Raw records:
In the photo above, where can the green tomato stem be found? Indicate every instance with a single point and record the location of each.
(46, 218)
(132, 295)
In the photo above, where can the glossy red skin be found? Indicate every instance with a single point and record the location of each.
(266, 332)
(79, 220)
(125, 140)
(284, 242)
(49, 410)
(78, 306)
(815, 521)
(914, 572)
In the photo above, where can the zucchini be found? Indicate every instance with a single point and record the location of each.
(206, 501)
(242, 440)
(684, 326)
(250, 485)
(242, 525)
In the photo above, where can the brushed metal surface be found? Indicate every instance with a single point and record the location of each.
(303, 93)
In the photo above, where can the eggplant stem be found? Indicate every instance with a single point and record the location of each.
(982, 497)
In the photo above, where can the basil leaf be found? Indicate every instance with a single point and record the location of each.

## Work to be completed
Please update the rows above by replacing "Indicate every instance" with "Mark each occurrence" wherever it occurs, leaving everything else unchanged.

## Written solution
In the photo above, where can the green tomato stem be found? Mark each occurrence with a single point and record the location of each.
(46, 218)
(132, 295)
In the photo above, where can the glossy red skin be found? Mark each occurrence with a single point and record the location of each.
(266, 332)
(79, 220)
(125, 140)
(284, 242)
(49, 410)
(78, 306)
(815, 521)
(914, 572)
In the photo above, where can the zucchini be found? Mark each occurrence with a single point and record the location of each.
(206, 501)
(242, 440)
(684, 326)
(250, 485)
(242, 525)
In the photo above, where can the brushed metal surface be found? Mark each occurrence with a single point and record the location of each.
(303, 93)
In the photo above, where can the eggplant stem be found? Mark each occurrence with a single point and record the location of each.
(982, 497)
In the photo above, where can the basil leaf be found? Mark each occurrence with a single point and record the location of each.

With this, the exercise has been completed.